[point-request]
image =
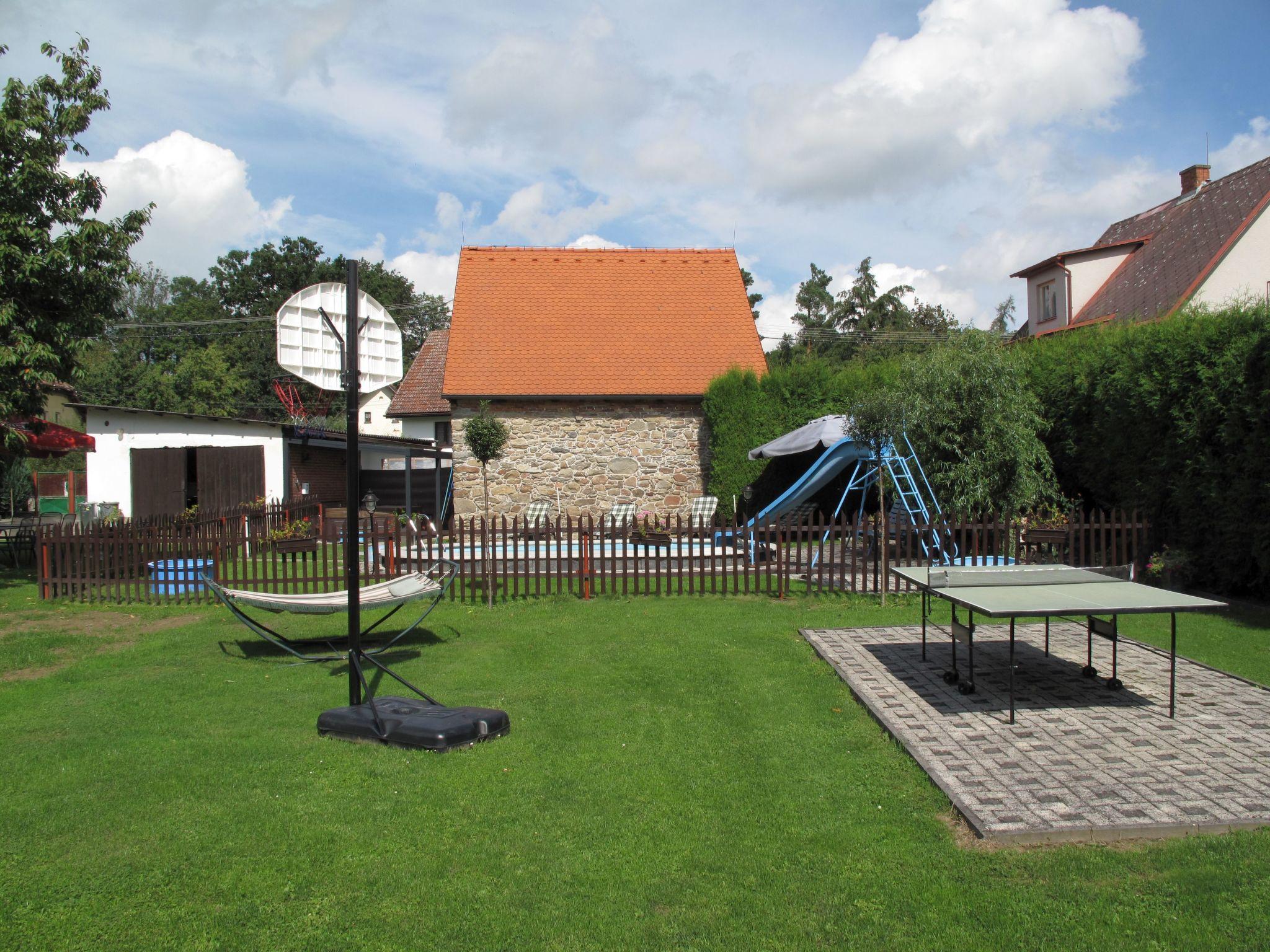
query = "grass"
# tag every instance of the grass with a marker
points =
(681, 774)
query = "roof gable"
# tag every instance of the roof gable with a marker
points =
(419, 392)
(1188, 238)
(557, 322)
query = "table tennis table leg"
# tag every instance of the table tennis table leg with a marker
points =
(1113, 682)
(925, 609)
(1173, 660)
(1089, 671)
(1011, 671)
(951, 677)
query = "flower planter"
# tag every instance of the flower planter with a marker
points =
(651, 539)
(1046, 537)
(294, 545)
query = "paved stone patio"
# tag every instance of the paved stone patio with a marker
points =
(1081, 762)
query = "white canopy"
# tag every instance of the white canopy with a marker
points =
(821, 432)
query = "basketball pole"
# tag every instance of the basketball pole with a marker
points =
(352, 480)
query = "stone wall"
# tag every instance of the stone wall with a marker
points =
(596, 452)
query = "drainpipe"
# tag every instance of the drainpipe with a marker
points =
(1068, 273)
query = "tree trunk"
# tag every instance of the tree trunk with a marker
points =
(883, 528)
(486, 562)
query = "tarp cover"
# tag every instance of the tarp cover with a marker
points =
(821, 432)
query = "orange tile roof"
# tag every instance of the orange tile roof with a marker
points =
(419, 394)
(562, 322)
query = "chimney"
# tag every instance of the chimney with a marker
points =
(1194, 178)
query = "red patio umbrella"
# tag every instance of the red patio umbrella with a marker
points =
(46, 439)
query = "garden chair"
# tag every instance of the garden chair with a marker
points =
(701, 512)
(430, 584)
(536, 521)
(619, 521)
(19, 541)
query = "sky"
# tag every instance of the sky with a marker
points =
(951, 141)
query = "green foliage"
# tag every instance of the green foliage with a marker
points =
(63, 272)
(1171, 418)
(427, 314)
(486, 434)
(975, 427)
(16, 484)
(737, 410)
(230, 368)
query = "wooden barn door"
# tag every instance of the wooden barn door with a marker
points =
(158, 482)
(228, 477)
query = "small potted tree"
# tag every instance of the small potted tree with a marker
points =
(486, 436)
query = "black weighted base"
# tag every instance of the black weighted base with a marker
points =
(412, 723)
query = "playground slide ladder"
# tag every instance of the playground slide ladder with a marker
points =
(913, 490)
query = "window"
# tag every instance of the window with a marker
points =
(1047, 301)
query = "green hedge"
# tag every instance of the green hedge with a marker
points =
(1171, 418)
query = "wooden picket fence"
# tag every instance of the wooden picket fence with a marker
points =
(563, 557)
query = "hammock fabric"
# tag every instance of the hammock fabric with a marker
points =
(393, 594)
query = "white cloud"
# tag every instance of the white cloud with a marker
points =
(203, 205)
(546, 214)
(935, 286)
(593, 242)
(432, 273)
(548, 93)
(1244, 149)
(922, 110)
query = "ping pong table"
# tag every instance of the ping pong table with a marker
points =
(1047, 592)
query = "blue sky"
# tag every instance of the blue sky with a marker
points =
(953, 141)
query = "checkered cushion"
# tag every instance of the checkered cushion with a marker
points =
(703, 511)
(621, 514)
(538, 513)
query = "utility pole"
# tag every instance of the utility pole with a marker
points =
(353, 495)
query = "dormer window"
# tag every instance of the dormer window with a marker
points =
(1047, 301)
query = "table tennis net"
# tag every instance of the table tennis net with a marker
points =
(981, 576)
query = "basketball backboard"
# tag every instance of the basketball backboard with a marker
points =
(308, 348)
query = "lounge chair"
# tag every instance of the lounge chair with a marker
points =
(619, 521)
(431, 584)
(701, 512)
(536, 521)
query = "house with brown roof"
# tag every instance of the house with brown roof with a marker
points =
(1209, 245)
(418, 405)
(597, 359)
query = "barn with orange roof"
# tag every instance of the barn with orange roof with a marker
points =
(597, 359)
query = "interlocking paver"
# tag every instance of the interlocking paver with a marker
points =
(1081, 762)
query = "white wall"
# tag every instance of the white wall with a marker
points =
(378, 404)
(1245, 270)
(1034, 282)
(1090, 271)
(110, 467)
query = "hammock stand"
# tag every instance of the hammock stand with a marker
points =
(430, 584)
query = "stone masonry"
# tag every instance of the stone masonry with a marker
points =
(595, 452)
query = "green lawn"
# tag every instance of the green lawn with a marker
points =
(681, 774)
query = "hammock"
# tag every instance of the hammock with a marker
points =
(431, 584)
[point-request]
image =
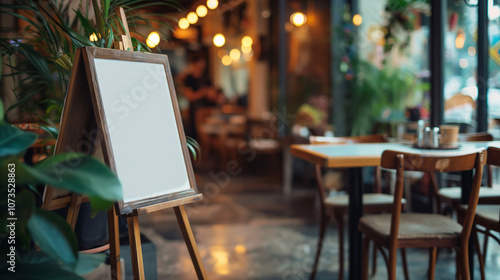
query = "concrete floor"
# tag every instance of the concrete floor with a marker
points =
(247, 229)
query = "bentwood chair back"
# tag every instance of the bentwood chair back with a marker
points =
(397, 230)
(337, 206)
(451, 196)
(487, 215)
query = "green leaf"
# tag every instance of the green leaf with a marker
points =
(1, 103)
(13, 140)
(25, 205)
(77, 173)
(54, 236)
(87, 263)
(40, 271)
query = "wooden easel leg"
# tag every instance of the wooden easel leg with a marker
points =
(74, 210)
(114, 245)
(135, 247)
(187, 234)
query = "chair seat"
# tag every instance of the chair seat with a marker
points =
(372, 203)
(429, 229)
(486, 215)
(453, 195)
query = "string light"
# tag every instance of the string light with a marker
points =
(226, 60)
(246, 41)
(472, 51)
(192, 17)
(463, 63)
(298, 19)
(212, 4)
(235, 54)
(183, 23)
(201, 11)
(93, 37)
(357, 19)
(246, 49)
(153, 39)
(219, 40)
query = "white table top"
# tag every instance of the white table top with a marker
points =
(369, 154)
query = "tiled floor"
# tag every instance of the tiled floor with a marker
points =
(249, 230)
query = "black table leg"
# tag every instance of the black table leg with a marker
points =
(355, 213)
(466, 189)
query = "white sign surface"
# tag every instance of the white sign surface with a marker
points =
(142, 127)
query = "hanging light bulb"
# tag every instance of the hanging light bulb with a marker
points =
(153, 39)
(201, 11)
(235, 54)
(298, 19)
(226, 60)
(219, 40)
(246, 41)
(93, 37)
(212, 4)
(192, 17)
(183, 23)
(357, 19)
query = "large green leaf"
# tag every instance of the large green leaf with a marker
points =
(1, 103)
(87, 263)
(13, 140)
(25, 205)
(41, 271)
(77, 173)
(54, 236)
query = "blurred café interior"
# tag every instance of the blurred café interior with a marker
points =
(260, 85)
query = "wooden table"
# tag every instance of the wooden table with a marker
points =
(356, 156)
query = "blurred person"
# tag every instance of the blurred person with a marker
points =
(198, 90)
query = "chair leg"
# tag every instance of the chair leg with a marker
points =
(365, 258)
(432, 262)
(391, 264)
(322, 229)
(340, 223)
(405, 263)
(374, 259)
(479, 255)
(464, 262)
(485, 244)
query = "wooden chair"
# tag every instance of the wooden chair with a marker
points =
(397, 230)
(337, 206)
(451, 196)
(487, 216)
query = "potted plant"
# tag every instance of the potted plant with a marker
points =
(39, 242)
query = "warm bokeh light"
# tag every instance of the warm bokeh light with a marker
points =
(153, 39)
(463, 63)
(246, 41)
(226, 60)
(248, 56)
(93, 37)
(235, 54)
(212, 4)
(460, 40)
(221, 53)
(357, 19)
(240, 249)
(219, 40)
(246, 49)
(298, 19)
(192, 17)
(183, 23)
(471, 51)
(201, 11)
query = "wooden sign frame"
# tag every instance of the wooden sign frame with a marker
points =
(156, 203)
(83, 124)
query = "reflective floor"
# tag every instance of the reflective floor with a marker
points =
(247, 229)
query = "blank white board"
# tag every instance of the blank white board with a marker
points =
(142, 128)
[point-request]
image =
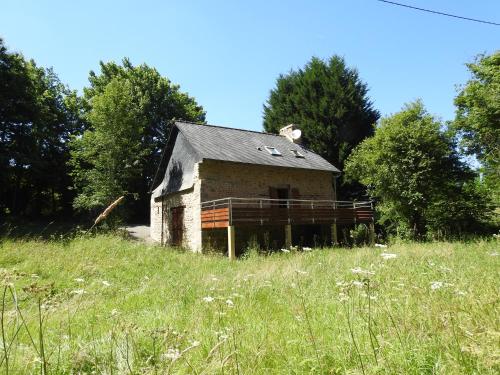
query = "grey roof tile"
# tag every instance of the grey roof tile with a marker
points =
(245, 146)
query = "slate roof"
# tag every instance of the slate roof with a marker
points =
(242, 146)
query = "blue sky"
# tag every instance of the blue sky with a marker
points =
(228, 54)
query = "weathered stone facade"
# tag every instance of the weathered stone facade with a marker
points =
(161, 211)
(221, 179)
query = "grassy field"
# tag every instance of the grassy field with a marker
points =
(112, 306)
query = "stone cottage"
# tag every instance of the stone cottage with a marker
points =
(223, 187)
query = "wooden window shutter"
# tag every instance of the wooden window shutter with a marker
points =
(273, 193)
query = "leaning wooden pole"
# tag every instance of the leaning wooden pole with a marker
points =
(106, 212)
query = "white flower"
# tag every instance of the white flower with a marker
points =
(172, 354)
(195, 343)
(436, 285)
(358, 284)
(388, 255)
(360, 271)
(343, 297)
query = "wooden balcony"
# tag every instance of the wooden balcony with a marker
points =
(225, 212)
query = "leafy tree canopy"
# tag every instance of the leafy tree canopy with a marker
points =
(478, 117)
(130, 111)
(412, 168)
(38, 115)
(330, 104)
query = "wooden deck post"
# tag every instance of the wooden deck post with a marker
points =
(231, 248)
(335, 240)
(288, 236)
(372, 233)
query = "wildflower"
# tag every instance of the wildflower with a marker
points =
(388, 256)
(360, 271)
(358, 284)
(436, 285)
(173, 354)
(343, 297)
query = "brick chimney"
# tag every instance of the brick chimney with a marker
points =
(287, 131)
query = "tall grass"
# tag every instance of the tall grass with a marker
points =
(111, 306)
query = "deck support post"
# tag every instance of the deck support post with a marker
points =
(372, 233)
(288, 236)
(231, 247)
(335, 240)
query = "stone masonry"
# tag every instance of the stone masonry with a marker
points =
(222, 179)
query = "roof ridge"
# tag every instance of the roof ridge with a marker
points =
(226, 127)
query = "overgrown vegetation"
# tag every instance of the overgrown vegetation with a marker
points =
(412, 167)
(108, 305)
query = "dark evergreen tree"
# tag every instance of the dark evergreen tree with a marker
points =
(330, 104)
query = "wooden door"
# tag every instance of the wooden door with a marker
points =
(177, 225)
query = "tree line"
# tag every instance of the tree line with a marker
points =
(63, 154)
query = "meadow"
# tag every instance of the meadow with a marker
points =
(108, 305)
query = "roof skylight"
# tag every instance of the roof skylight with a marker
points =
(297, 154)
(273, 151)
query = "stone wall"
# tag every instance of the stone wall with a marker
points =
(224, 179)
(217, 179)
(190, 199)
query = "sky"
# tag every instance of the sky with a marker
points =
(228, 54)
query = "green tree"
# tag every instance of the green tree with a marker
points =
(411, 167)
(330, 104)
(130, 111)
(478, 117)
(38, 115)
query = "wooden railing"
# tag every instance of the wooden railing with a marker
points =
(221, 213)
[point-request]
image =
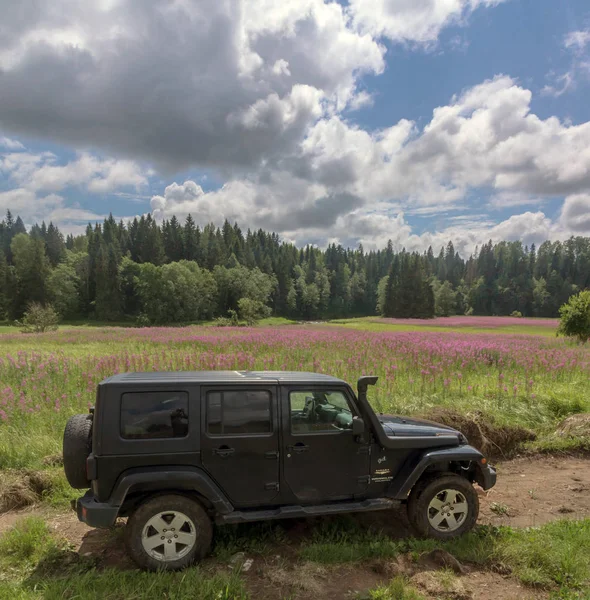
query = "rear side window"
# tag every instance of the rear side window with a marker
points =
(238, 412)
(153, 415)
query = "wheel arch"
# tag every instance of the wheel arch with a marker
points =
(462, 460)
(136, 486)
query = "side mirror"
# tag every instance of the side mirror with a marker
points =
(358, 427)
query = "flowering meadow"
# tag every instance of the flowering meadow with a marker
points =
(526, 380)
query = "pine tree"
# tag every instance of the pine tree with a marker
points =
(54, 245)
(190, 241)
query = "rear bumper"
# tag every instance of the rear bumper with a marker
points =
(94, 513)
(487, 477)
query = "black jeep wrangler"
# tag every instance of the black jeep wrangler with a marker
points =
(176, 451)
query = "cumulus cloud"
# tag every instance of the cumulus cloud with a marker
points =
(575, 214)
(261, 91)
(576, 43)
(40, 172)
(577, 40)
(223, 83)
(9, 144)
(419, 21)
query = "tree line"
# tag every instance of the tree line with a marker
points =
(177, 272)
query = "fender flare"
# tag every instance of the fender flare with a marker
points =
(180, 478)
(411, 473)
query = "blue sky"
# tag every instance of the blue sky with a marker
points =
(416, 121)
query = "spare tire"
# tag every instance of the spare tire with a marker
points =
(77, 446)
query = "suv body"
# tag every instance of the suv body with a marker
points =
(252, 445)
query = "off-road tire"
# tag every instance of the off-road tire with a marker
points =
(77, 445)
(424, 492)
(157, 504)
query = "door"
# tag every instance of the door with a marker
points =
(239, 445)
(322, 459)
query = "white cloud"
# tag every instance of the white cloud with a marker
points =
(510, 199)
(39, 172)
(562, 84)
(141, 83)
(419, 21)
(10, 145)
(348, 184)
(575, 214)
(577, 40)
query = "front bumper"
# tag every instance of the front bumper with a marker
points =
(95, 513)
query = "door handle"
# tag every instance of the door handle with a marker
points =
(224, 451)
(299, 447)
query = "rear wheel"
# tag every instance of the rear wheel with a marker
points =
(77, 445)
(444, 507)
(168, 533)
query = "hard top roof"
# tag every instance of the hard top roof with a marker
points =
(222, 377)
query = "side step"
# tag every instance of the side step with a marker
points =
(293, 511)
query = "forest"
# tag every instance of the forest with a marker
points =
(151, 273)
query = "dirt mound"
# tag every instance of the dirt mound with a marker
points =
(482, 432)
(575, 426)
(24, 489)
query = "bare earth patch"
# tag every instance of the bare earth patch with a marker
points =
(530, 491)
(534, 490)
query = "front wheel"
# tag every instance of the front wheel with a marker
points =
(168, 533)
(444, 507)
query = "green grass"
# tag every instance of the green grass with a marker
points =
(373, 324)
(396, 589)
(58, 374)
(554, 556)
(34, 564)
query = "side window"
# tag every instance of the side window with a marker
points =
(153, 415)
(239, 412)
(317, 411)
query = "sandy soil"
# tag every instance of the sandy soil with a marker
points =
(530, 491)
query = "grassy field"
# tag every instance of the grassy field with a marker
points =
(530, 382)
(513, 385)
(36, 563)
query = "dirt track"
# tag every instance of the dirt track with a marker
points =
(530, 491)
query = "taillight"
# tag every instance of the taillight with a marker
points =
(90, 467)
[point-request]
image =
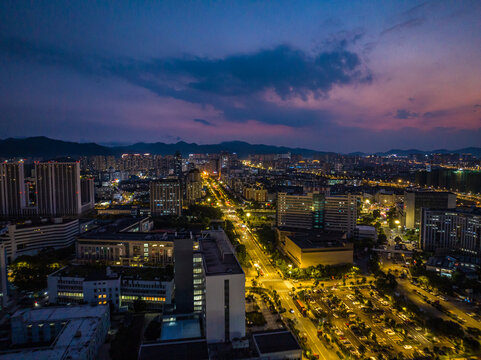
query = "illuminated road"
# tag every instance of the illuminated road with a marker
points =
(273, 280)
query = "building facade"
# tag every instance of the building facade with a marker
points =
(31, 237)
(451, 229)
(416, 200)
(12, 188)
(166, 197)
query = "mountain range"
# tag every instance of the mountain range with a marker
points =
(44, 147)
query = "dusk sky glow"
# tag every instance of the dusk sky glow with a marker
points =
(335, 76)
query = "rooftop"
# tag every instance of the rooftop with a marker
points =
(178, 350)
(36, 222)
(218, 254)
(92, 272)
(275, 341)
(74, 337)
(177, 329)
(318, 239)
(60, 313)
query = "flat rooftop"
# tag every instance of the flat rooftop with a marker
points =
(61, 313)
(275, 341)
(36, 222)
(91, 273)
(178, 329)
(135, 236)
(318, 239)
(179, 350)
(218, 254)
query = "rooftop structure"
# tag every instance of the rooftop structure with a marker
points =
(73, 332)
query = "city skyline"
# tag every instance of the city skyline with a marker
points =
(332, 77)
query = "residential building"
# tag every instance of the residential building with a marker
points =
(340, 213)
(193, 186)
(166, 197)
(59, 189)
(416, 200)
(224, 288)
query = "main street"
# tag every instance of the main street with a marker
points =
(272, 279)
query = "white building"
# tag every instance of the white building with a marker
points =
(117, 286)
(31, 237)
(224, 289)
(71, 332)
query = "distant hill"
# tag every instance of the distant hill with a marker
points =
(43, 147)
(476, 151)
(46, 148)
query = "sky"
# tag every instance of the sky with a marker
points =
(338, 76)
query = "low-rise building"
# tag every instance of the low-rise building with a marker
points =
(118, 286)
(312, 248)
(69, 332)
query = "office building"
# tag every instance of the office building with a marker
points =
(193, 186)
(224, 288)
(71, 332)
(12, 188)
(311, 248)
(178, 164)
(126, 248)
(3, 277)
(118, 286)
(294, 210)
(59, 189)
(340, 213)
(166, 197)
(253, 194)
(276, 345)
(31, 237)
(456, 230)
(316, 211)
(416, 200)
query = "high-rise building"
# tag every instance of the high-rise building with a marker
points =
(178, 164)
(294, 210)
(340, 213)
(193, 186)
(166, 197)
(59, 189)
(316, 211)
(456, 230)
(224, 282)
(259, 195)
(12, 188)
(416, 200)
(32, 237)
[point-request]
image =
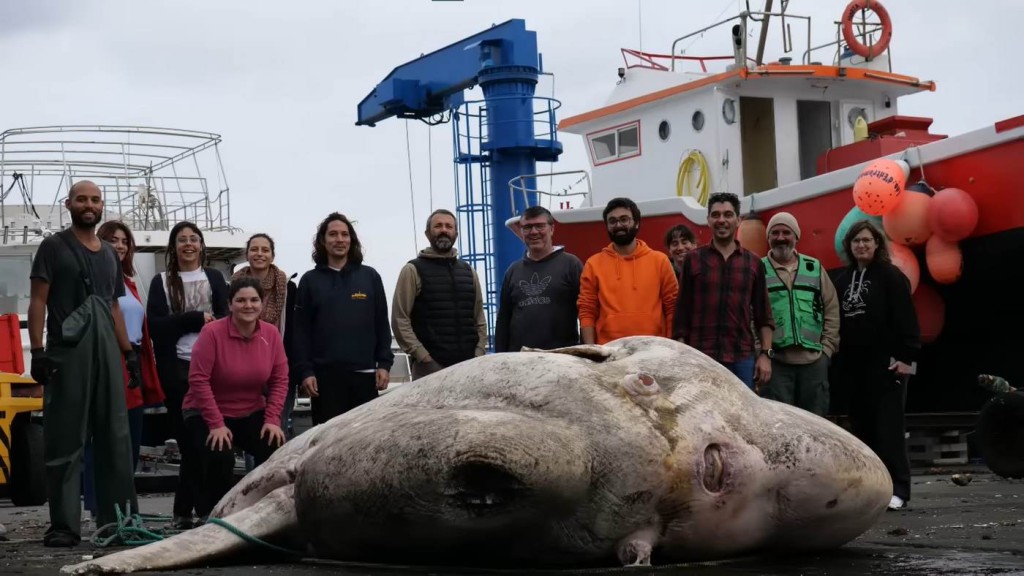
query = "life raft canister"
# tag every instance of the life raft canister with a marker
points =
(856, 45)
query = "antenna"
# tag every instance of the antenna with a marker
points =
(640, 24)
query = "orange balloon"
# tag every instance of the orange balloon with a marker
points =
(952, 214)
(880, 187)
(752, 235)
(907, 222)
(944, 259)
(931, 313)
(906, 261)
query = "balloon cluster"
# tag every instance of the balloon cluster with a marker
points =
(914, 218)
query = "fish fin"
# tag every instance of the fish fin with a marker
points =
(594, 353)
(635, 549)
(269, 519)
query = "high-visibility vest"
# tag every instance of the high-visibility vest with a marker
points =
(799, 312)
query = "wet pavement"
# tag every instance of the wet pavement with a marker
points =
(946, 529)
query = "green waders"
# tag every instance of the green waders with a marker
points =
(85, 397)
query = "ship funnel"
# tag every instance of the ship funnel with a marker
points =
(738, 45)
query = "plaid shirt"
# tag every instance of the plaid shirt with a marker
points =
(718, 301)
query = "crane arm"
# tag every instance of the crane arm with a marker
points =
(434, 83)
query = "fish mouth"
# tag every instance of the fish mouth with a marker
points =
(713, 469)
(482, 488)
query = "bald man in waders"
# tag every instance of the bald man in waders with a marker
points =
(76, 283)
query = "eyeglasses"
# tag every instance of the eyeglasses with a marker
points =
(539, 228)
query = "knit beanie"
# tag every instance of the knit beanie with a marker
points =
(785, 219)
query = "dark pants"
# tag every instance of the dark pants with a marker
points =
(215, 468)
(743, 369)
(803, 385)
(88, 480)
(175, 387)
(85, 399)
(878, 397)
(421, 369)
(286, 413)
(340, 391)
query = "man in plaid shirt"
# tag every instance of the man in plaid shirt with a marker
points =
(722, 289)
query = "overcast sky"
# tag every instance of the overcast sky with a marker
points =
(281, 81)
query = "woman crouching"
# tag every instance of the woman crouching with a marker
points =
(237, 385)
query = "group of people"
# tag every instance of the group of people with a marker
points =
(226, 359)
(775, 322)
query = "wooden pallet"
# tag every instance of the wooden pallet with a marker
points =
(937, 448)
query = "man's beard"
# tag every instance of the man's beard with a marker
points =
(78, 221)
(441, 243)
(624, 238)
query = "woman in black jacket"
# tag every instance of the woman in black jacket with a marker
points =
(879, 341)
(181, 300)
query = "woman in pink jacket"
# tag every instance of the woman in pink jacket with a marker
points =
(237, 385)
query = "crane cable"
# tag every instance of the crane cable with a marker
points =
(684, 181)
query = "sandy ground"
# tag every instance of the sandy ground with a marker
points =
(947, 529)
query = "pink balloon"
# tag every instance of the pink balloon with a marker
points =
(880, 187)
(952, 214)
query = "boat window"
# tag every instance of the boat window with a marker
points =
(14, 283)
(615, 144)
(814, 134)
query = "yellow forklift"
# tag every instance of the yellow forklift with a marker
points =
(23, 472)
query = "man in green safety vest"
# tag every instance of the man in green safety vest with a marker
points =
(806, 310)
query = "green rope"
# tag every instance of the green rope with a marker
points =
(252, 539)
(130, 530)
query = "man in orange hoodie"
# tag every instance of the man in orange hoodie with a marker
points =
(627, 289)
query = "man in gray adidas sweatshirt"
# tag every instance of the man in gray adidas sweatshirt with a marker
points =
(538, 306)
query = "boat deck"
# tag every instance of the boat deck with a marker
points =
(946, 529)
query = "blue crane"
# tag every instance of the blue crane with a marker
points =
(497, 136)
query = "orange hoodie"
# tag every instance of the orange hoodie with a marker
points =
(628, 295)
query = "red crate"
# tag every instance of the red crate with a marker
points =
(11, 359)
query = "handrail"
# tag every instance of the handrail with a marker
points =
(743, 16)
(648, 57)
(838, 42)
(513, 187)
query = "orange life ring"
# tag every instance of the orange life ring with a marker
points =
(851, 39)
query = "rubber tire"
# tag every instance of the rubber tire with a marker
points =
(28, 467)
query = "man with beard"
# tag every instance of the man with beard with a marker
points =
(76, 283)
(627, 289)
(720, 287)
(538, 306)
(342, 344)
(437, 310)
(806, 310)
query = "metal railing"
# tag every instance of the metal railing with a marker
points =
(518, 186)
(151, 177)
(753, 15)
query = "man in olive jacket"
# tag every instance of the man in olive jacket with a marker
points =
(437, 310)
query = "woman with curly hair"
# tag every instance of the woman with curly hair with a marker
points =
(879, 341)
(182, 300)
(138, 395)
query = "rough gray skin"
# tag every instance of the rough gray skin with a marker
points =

════════════════════

#### [What this task involves]
Please identify every line in the items above that contains the word "pants", and copy each of those lines in full. Case counts.

#### [Answer for this exercise]
query = "dark pants"
# tag every instance of the dark pants with a marker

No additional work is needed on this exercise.